▶ Problem description: Reproduce the listing below verbatim, keeping every line intact and in its original order.

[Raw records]
☆ ☆ ☆ ☆ ☆ ☆ ☆
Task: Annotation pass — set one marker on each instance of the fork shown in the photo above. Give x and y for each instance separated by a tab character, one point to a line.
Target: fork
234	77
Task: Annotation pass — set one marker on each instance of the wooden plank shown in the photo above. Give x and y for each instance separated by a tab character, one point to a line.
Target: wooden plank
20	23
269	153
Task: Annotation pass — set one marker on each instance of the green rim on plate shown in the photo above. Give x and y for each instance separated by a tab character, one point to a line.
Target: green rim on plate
☆ ☆ ☆ ☆ ☆ ☆ ☆
▶ Correct answer:
Task: Annotation pass — set one marker on each instance of the fork shown in the photo above. Give x and y for each instance separated by a tab character, one point to a line.
Target: fork
234	77
Task: Annotation pass — set one marker on each instance of the wooden plank shown in the photo above. Give x and y for each instance separated by a tab character, one point to a line.
Target: wooden plank
20	23
269	153
Task: Annotation pass — set one marker on each instance of the green rim on plate shown in the photo above. Give x and y for each instance separated by a tab character, one point to a line.
Target: green rim on plate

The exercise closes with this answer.